Task objective - Reproduce everything in the memory management passage below, from "The subject matter" down to "and power efficiency.", without changing a single word.

A further exemplary embodiment is a computer implemented method for performing memory management in a memory system. The method includes obtaining a target size for a first memory region in a memory that is capable of accessing data at two or more densities. The first memory region includes a first portion of the memory operating at a first density. The obtaining a target size includes performing for a plurality of possible first memory region sizes: estimating a probability of a processor request not being present in the memory; and estimating a performance characteristic of the memory system in response to a latency of the first portion of the memory, a latency of a second portion of the memory, and the estimated probability of the processor request not being present in the memory. The target size is selected from the plurality of possible first memory region sizes; the target size selected corresponds to a possible first memory region size having the highest estimated performance characteristic among the plurality of possible first memory region sizes.
Additional features and advantages are realized through the techniques of the present embodiment. Other embodiments and aspects are described herein and are considered a part of the claimed invention. For a better understanding of the invention with the advantages and features, refer to the description and to the drawings.
The subject matter that is regarded as the invention is particularly pointed out and distinctly claimed in the claims at the conclusion of the specification. The foregoing and other features, and advantages of the invention are apparent from the following detailed description taken in conjunction with the accompanying drawings in which:
An exemplary embodiment of the present invention monitors the usage of individual memory regions and estimates the memory capacity requirement of a given application (or application mix) executing on a computer system. This information is utilized to regulate densities of PCM cells in order to meet changing memory capacity requirements and to provide a high level of system performance and power efficiency.
Exemplary embodiments of the present invention provide a memory system where the number of bits per cell stored in phase change memory (PCM) devices is varied depending on current workload requirements. Such a memory system can obtain reduced latency, reduced power, and enhanced lifetime for the common case when a computer system does not fully use memory capacity by dynamically using fewer bits per cell. When a current workload is such that the system is constrained by memory capacity, an exemplary embodiment automatically increases the bits per cell (or density) of PCM devices to make the full memory capacity available to the system. Exemplary embodiments may be implemented without any user software changes.

Extracted information -
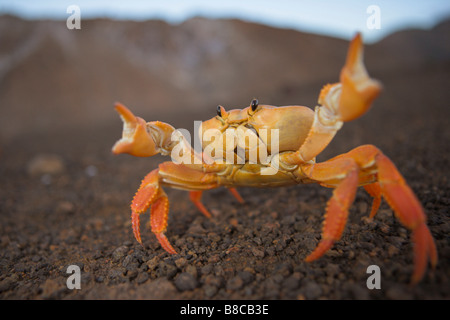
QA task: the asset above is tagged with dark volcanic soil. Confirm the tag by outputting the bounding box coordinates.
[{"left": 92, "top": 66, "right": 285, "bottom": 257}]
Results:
[{"left": 0, "top": 15, "right": 450, "bottom": 299}]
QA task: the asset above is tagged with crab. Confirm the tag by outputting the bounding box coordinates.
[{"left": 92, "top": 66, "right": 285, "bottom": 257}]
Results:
[{"left": 112, "top": 33, "right": 438, "bottom": 284}]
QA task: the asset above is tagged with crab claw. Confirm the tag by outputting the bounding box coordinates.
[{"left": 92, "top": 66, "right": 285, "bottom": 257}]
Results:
[
  {"left": 339, "top": 33, "right": 381, "bottom": 121},
  {"left": 112, "top": 103, "right": 174, "bottom": 157}
]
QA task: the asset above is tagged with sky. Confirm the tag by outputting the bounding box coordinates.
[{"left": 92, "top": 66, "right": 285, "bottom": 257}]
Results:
[{"left": 0, "top": 0, "right": 450, "bottom": 43}]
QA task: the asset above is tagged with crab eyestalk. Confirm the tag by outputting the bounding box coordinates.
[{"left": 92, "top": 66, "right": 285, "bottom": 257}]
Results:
[{"left": 112, "top": 103, "right": 175, "bottom": 157}]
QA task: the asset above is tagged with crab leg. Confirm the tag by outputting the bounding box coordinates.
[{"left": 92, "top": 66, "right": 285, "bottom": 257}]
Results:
[
  {"left": 131, "top": 169, "right": 176, "bottom": 253},
  {"left": 300, "top": 159, "right": 359, "bottom": 262},
  {"left": 302, "top": 145, "right": 438, "bottom": 283},
  {"left": 282, "top": 34, "right": 381, "bottom": 164},
  {"left": 131, "top": 162, "right": 218, "bottom": 254}
]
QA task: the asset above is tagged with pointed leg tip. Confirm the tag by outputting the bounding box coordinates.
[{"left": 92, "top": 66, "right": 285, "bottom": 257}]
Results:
[{"left": 155, "top": 232, "right": 177, "bottom": 254}]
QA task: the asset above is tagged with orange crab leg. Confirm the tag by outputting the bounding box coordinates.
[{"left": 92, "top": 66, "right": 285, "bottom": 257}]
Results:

Solved problem -
The subject matter that is regarded as the invention is particularly pointed out and distinctly claimed in the claims at the conclusion of the specification. The foregoing and other features, and advantages of the invention are apparent from the following detailed description taken in conjunction with the accompanying drawings in which:
An exemplary embodiment of the present invention monitors the usage of individual memory regions and estimates the memory capacity requirement of a given application (or application mix) executing on a computer system. This information is utilized to regulate densities of PCM cells in order to meet changing memory capacity requirements and to provide a high level of system performance and power efficiency.